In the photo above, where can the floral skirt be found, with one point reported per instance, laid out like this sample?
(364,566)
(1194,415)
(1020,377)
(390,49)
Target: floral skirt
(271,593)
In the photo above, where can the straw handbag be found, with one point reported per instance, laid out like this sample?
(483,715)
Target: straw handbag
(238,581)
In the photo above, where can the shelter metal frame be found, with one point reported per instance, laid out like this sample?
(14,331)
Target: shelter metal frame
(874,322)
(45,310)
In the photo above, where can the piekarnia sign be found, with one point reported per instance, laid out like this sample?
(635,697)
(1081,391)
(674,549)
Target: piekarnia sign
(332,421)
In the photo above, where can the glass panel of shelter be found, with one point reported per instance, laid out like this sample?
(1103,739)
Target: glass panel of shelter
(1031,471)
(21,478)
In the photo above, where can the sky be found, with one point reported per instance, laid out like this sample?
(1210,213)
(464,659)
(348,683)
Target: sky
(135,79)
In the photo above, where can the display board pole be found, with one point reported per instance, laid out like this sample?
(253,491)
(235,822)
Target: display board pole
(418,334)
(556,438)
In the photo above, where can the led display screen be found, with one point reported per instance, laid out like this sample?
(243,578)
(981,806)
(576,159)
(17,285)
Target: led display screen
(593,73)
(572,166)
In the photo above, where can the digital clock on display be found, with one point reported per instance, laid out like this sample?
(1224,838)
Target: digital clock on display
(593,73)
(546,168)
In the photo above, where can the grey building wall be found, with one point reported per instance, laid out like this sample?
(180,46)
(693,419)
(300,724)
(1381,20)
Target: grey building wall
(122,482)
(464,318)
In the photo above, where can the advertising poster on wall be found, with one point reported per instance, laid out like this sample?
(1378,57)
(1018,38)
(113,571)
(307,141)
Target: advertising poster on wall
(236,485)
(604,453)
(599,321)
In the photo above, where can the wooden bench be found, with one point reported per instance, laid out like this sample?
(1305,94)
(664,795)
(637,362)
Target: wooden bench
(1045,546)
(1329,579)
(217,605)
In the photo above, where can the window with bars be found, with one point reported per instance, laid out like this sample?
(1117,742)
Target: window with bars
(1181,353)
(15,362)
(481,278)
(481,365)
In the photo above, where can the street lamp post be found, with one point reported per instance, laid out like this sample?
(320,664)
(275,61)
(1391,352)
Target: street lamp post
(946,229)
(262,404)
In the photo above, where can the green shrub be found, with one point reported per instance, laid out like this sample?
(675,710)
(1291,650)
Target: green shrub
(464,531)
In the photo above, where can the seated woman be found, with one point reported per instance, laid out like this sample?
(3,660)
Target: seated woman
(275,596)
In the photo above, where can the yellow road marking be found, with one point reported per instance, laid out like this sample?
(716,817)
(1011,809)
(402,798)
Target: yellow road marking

_Exercise details_
Reproduce the listing above verbatim, from first line to last.

_Reply_
In the photo above, where can the floral skirt be found, with one point reported per instance, laid out like this sample?
(364,566)
(1194,415)
(1020,377)
(390,49)
Target: floral skirt
(271,593)
In the photo above, where can the straw handbag be found, with one point reported per instance, laid out like this sample?
(483,715)
Target: straw handbag
(238,581)
In the photo above, where can the shelter metal frame be found, with one point reported per instance, laid out like this sample?
(14,331)
Target: shelter metal frame
(874,322)
(45,310)
In the photo above, where can the piekarnia sign be found, with one point reported per instance, laid out like this sample?
(635,697)
(1081,391)
(674,549)
Target: piekarnia sign
(332,421)
In the photo above, where can the glass panel of shelter be found, with one point reported per instance, laid out like this sample?
(1103,739)
Target: glass panel of shelter
(1031,471)
(21,478)
In the photo above, where can the sky be found, with one point reported per instance, laid out like this sample?
(1210,213)
(464,659)
(348,683)
Target: sky
(135,79)
In the photo above, where can the display board pole be found, with one point reported per instance, laid out like this sample?
(253,491)
(235,822)
Target: display board pole
(418,334)
(556,438)
In the photo above, where can the led display screen be found, with one point reported per instance, laid out like this sample?
(243,578)
(981,806)
(576,159)
(17,285)
Target: led display screen
(593,73)
(572,166)
In the photo above, where can the digital clock on display be found, with one point reported per instance, laid out like this sample?
(1224,838)
Target: digital clock on display
(593,73)
(546,168)
In the photo above, where can the grey building wall be found, with one point reported per instance, laid out like this sample?
(180,46)
(693,419)
(300,724)
(1381,20)
Target: grey building wall
(122,482)
(464,318)
In the photo above, where can the advertising poster on wall be found, with one point reported per instance, laid out like this sample?
(1378,57)
(1018,38)
(113,571)
(307,141)
Target: advertising poster on wall
(236,485)
(604,453)
(599,321)
In the photo above, where can the wooden bench be found, with one point reported per instance, laid out like this sample?
(1305,94)
(664,795)
(637,362)
Target: wooden bench
(1045,546)
(1329,579)
(217,605)
In the photo above, where can the window with bars be found, with one point reported per instance, laid out like this sample?
(1117,742)
Target: window with bars
(1181,353)
(15,362)
(481,278)
(481,365)
In the photo above, where can the street lamp post be found, with one point reported per instance, laid out like this sample?
(320,664)
(275,61)
(1391,352)
Target: street lamp post
(946,229)
(262,404)
In the photo above, where can the green shrub be found, with one point reported per instance, laid out like this sample?
(675,710)
(1291,650)
Target: green shrub
(464,531)
In the photo above, where can the seated woman be found, with one point reported per instance, laid out like this sample?
(3,660)
Target: seated woman
(275,596)
In the photo above, where can the yellow road marking be found, with one point reported per instance, laid out like this sample?
(716,817)
(1011,809)
(402,798)
Target: yellow road marking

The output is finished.